# START OF Provided passage

What’s Inside
For Your Consideration: A call for contributions from those reading Kincaid in translation
The Book: Publication history
Impressions: Musings on queerdom, unruly girls, and my intense, unsettled history with this text
The writer: Jamaica Kincaid’s history with Caribbean literature
Paraphernalia: Film and video interview recommendations
At the Close: Zoom discussions and Discord details, new logo fanciness
For Your Consideration
A call for contributors
Are you reading Jamaica Kincaid in translation? I would love to share your experience with other newsletter readers, nothing more than a paragraph or two. Send submissions to my email ifthisisparadise@gmail.com with the subject “Kincaid in Translation”. If featured you would receive a token payment of $10 USD funded solely by me with the help of reader donations. If this is a feature you’d love to see in the newsletter or you simply want to support the We Read Jamaica Kincaid project you can donate here.

# END OF Provided passage

◆ Task 1: Using the newsletter page above, decide whether each statement agrees with it, answering yes or no and quoting the words that settle it: (a) Submissions should carry the subject line "Kincaid in Translation." (b) A featured contributor receives a token payment of $25 USD. (c) Contributions should run to several pages.
◆ Task 2: Count the lines of the entries below that contain the string "water", with case counting, and give only the number.

# START OF Input records

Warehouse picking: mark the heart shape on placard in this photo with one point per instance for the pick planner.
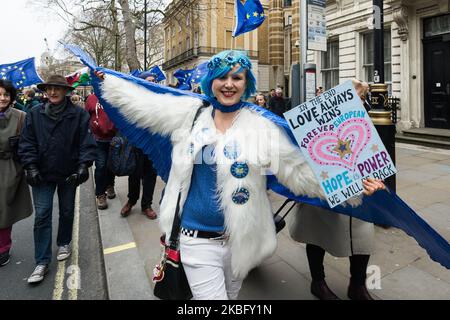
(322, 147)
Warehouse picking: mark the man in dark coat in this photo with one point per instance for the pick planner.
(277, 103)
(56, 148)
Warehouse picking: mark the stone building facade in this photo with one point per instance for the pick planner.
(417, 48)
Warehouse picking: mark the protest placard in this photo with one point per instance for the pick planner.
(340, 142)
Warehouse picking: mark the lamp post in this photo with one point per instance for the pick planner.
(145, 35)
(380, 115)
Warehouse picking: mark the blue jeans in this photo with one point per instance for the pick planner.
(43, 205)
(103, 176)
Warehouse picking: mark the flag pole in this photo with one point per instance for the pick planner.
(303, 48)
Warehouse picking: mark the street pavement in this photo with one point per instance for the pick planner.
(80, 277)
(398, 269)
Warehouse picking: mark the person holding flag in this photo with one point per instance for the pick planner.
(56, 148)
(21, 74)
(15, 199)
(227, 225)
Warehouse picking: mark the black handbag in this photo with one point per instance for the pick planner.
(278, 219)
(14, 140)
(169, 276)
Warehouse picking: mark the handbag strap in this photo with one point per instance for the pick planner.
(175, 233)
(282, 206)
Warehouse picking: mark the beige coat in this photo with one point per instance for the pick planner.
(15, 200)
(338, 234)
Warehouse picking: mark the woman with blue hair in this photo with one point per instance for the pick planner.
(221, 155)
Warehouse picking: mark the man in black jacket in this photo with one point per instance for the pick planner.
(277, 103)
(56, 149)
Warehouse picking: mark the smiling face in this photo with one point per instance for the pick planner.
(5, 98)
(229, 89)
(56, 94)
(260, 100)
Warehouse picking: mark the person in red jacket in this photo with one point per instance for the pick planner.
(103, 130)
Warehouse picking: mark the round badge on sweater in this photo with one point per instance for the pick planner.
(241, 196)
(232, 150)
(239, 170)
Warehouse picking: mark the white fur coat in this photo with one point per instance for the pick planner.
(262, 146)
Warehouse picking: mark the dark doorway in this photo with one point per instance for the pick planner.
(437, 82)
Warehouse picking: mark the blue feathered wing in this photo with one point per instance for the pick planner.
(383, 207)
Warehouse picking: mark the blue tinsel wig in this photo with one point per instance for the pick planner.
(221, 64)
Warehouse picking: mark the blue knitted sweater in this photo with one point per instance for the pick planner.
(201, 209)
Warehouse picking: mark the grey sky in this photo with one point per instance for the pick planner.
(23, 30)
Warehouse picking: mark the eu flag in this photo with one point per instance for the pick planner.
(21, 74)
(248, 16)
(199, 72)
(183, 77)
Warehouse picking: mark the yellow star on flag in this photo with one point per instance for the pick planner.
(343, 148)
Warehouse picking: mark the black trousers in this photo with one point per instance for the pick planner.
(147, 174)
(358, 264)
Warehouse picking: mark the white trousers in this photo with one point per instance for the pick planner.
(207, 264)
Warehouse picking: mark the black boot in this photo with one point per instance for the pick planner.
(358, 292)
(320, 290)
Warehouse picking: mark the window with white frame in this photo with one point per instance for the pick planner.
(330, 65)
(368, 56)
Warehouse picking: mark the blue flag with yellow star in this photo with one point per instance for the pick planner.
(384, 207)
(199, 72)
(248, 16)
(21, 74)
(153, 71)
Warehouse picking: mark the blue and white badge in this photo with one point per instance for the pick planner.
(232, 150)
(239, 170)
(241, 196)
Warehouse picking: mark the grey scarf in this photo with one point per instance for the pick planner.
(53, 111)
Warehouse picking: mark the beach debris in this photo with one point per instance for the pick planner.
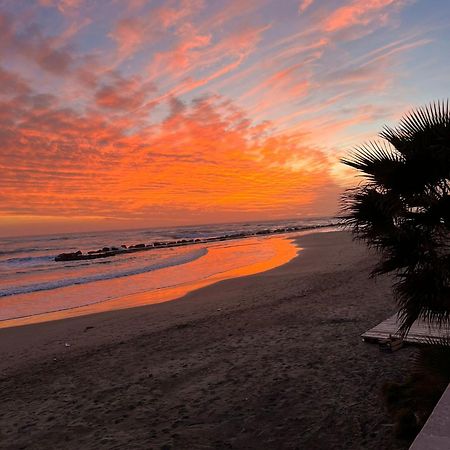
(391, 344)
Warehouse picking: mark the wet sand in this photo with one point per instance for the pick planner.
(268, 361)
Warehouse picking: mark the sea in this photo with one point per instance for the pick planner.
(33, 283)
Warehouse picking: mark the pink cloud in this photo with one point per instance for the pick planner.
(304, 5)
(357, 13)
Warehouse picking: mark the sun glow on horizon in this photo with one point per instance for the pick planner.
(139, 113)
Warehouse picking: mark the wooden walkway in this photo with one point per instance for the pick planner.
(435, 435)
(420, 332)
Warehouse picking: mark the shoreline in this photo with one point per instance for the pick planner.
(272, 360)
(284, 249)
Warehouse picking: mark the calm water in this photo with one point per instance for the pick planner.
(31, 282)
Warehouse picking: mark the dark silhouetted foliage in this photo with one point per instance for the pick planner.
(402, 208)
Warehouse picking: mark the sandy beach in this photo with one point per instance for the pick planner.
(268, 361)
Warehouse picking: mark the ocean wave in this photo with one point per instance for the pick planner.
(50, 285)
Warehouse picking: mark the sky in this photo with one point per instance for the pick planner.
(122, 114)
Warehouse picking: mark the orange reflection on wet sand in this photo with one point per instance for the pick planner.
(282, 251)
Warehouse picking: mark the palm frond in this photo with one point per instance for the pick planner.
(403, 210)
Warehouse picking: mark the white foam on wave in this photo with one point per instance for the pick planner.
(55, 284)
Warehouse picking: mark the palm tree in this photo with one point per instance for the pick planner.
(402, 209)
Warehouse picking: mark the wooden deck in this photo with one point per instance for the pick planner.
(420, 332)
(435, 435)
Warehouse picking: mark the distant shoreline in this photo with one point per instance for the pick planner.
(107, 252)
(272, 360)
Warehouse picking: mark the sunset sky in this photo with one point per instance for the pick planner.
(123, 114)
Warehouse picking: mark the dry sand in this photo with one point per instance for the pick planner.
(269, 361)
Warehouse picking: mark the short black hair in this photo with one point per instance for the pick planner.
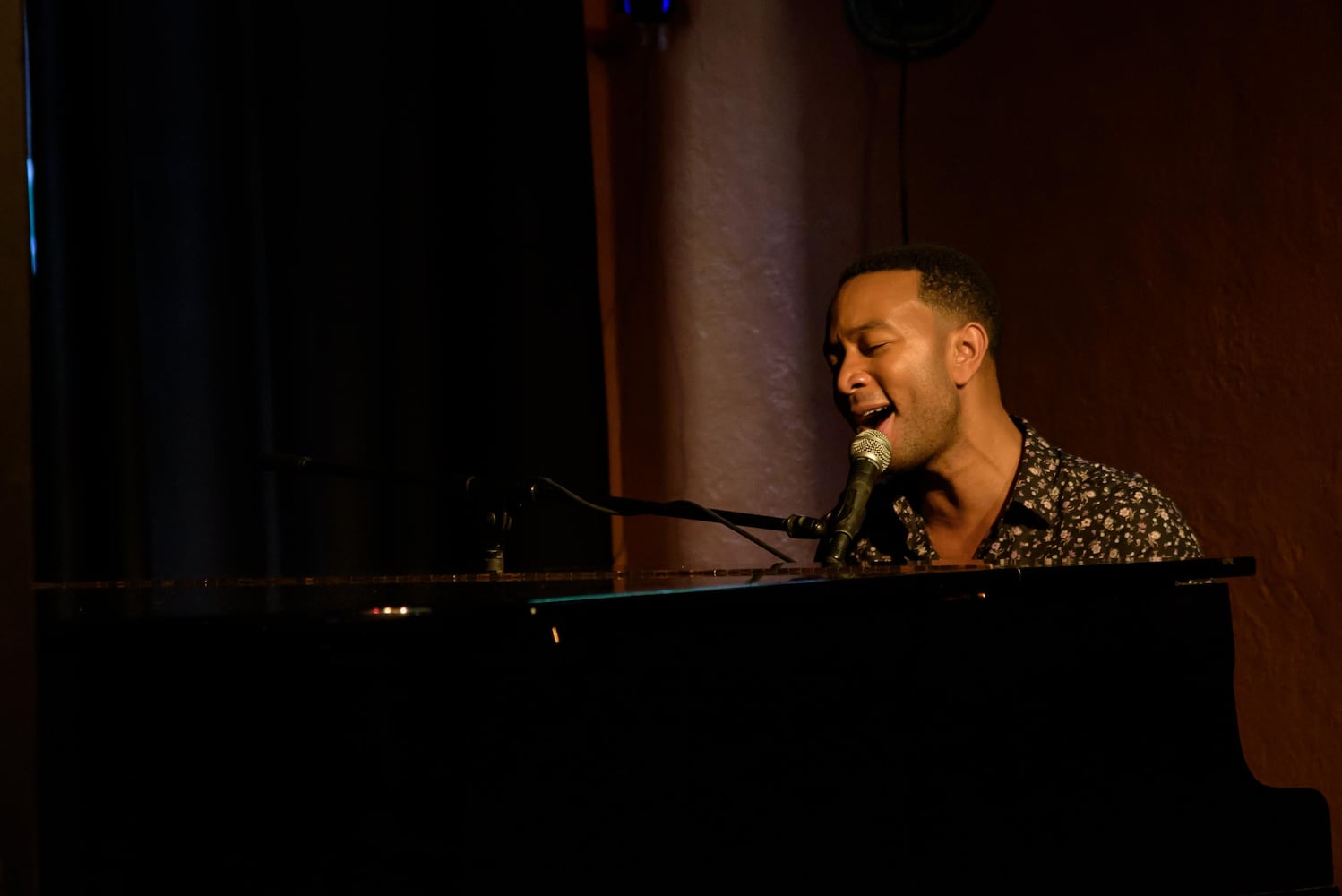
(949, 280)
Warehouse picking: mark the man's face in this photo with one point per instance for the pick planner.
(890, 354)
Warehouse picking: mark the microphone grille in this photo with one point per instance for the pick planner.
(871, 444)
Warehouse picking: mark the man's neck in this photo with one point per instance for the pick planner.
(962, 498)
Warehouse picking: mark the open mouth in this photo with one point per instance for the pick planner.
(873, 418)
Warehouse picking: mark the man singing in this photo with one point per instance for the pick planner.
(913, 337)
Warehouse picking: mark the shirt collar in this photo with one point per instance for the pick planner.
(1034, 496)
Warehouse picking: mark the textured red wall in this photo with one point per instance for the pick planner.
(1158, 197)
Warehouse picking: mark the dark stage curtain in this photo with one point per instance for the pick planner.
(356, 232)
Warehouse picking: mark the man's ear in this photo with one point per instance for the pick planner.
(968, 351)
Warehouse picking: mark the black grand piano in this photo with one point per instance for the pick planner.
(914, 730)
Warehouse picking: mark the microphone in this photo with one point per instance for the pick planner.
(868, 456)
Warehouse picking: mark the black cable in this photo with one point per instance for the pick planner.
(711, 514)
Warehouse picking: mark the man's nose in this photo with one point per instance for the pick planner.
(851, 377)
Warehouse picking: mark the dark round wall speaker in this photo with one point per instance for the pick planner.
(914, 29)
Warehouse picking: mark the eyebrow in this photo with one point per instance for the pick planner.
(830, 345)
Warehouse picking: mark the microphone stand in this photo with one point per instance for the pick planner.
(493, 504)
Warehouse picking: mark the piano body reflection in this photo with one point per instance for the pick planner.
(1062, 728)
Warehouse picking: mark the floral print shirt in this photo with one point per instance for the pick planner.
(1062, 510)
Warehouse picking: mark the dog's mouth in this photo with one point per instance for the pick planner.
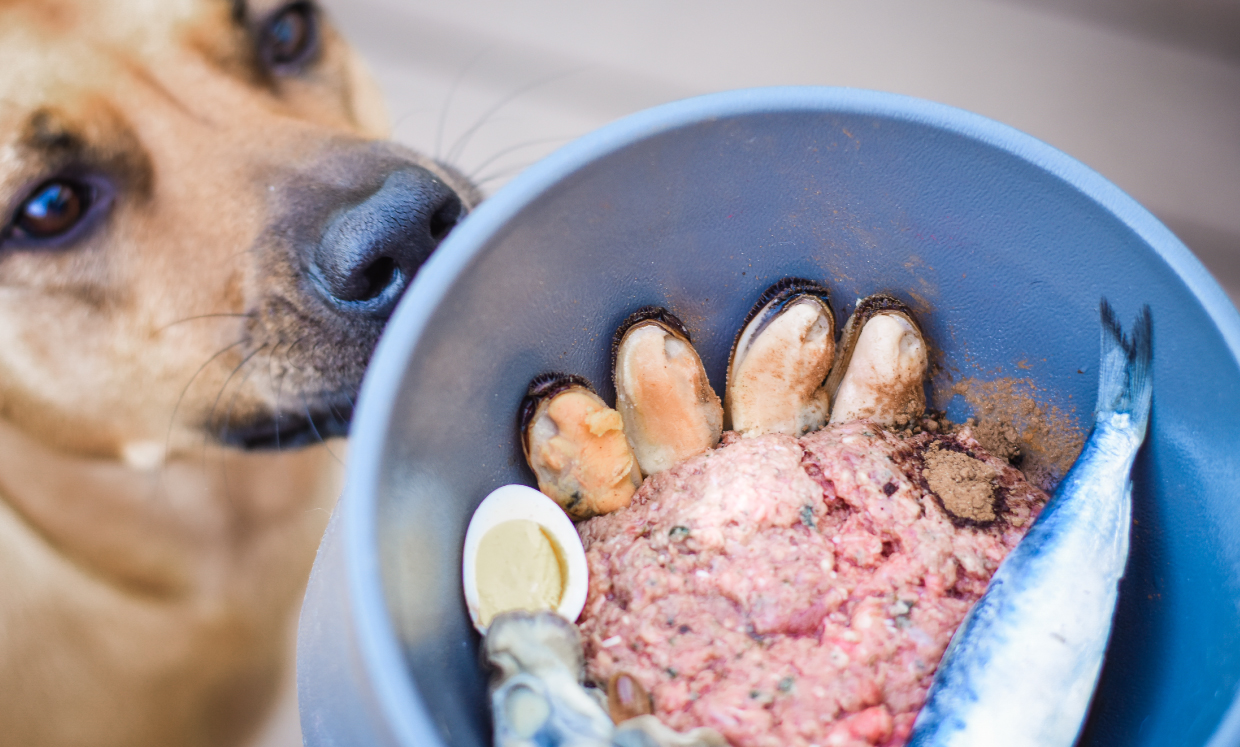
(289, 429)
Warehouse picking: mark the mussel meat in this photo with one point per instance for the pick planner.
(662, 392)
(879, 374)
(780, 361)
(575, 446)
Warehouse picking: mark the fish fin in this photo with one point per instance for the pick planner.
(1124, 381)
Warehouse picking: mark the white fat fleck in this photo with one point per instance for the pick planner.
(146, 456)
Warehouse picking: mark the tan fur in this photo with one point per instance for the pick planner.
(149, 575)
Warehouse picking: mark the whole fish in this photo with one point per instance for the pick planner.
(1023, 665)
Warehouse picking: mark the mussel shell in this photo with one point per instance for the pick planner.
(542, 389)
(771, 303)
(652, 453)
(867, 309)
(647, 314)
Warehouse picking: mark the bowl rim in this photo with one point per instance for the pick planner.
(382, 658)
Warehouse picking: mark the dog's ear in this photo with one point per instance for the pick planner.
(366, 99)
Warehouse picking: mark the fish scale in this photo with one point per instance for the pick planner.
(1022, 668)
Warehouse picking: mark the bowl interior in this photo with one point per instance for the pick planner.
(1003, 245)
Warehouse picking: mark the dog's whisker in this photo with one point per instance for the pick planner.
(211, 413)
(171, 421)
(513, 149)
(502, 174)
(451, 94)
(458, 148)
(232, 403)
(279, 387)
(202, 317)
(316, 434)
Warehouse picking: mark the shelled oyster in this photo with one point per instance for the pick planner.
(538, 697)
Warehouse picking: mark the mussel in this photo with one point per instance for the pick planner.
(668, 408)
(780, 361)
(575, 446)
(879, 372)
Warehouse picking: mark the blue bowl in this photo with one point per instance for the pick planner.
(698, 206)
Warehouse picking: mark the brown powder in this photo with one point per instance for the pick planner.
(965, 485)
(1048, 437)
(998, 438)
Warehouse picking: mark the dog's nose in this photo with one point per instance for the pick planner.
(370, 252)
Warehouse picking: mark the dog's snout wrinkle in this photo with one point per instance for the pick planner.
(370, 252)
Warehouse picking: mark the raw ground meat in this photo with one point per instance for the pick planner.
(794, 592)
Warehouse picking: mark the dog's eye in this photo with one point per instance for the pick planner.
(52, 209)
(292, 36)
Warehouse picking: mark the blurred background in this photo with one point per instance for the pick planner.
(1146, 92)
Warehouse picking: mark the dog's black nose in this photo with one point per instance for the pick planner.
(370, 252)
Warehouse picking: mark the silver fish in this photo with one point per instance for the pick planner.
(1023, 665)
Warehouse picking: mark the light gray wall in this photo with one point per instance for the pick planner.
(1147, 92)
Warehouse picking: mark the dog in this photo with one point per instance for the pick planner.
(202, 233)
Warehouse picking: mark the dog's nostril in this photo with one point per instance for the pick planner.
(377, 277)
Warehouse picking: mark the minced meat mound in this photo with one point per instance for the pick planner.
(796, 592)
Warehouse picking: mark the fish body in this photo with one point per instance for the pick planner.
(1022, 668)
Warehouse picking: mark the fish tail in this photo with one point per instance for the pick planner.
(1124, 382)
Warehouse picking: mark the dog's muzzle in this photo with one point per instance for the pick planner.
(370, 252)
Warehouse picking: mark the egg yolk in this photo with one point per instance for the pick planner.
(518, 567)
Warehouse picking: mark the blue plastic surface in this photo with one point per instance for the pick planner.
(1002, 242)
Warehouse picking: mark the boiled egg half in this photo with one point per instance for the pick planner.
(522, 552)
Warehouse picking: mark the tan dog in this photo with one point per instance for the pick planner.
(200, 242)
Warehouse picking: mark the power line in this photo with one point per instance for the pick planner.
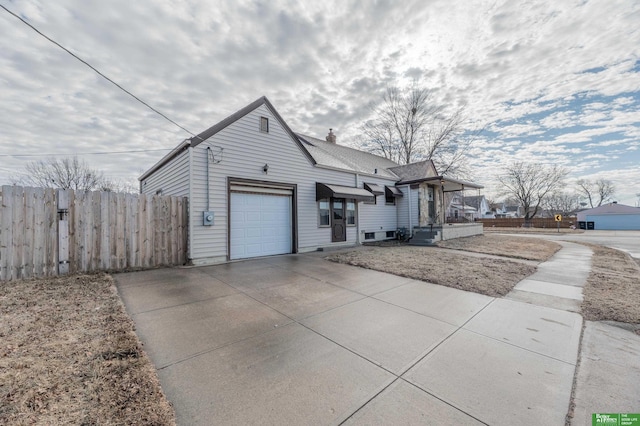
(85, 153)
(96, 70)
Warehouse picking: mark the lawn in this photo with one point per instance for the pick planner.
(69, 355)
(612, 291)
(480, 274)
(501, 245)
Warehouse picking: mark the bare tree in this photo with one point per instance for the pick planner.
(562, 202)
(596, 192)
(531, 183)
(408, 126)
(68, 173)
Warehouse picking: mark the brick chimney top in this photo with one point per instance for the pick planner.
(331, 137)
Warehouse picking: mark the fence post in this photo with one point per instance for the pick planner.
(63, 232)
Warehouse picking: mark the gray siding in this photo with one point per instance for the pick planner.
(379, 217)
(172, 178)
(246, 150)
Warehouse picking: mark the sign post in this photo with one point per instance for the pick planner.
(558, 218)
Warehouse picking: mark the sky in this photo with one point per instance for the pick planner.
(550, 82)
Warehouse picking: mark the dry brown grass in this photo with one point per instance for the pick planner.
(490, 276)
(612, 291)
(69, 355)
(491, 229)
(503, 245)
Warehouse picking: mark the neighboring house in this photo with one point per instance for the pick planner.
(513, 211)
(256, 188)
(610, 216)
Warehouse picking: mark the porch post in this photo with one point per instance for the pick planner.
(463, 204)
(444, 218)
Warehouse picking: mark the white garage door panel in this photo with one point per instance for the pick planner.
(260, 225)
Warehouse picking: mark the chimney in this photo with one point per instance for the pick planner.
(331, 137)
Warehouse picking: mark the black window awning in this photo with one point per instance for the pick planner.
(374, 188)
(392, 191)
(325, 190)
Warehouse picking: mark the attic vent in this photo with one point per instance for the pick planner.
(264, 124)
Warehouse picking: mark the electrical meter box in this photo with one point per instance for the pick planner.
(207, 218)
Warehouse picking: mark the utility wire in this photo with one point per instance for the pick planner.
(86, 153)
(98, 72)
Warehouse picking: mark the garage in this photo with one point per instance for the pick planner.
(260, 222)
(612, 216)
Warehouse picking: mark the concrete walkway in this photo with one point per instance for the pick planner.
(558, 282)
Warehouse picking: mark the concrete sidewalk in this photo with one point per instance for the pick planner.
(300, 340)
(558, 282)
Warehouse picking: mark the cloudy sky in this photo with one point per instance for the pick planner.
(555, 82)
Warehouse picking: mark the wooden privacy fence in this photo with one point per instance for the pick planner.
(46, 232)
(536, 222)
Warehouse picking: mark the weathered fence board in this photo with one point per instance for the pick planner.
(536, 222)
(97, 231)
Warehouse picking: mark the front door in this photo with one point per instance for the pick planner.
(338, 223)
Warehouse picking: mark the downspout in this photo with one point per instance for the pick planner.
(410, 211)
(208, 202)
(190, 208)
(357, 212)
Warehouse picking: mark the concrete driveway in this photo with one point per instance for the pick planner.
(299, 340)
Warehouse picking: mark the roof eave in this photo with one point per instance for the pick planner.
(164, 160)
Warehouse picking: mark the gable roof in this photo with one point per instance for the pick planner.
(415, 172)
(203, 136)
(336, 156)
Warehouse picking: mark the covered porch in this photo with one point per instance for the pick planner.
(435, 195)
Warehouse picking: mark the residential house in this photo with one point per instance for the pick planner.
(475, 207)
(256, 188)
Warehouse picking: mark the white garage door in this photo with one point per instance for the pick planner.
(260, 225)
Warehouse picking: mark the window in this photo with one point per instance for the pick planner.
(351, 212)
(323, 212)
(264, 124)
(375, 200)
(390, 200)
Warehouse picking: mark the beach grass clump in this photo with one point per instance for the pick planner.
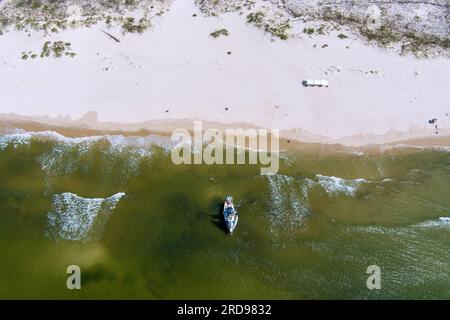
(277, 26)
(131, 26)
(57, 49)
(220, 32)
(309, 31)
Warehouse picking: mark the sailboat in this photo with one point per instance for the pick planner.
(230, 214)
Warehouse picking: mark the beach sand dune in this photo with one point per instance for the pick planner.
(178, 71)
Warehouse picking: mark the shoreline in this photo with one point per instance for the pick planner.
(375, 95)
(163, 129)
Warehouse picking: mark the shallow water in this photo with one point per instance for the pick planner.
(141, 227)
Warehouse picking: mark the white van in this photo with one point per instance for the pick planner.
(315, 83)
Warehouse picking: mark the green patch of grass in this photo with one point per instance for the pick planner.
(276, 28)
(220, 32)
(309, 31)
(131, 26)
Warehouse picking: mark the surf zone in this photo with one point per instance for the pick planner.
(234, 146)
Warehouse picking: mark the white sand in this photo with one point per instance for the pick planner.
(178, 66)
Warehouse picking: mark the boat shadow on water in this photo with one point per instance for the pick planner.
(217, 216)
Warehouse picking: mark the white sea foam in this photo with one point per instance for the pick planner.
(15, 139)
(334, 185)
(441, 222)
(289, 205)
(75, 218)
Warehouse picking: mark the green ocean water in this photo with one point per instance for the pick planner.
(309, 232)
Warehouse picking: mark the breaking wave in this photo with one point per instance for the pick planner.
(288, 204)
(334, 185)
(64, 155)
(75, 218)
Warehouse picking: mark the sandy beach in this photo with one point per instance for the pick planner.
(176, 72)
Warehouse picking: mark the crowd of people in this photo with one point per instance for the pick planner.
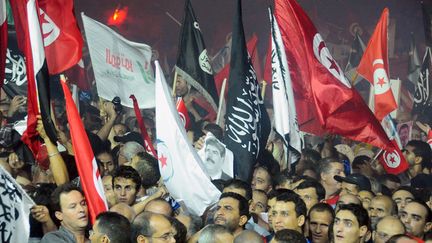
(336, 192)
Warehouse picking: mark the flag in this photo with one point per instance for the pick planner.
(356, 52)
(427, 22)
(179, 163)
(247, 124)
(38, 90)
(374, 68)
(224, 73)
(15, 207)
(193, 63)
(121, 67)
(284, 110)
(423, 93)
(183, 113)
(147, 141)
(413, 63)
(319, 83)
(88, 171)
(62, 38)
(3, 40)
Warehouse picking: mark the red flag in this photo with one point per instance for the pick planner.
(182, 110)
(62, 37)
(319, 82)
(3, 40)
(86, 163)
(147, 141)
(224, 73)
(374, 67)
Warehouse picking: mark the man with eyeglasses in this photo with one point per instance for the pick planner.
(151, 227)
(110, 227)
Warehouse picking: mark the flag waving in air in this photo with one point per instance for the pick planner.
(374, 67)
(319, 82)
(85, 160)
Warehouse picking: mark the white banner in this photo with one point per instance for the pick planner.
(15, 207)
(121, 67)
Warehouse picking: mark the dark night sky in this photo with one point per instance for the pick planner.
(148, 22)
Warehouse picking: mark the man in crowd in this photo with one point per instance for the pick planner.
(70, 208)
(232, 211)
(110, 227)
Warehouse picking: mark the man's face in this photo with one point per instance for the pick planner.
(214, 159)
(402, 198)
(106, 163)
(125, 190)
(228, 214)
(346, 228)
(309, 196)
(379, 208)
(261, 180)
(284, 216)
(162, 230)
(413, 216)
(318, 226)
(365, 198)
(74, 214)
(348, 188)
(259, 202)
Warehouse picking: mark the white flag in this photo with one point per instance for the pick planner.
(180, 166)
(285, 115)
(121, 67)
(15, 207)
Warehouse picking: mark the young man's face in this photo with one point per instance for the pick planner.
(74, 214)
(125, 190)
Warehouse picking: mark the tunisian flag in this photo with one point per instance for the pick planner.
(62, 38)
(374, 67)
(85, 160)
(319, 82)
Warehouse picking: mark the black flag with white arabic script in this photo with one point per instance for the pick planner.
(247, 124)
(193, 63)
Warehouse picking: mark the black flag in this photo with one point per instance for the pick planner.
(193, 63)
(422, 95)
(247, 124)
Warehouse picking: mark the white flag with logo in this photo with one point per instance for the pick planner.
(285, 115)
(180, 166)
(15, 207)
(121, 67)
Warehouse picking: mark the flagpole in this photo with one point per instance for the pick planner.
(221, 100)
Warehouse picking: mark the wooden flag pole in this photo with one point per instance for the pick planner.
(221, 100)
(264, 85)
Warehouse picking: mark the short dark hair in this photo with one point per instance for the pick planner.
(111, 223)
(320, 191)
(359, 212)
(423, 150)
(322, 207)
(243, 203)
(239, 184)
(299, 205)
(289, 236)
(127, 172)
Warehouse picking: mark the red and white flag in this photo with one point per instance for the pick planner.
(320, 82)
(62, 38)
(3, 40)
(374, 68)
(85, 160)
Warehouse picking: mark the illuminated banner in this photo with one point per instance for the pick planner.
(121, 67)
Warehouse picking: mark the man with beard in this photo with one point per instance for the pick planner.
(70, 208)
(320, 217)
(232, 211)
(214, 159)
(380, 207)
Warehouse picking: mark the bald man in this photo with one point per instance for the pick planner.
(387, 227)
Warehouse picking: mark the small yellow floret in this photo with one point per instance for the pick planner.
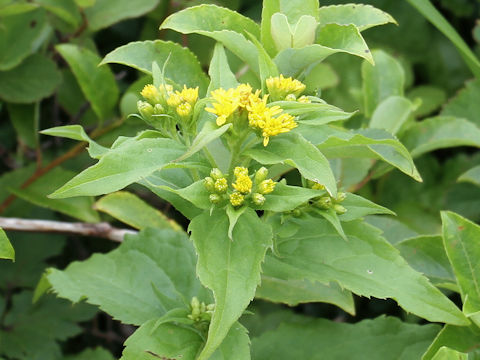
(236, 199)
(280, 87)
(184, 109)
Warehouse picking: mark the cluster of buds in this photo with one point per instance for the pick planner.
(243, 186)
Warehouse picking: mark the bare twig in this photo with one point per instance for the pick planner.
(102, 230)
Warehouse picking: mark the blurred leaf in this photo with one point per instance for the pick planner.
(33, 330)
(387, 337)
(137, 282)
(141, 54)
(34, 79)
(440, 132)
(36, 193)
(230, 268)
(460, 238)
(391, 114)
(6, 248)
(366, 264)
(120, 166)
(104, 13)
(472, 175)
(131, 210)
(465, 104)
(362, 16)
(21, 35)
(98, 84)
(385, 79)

# END OF Input records

◆ Full answer 1:
(a) Yes: "Send submissions to my email ifthisisparadise@gmail.com with the subject “Kincaid in Translation”."
(b) No: "If featured you would receive a token payment of $10 USD"
(c) No: "nothing more than a paragraph or two"

◆ Full answer 2: 4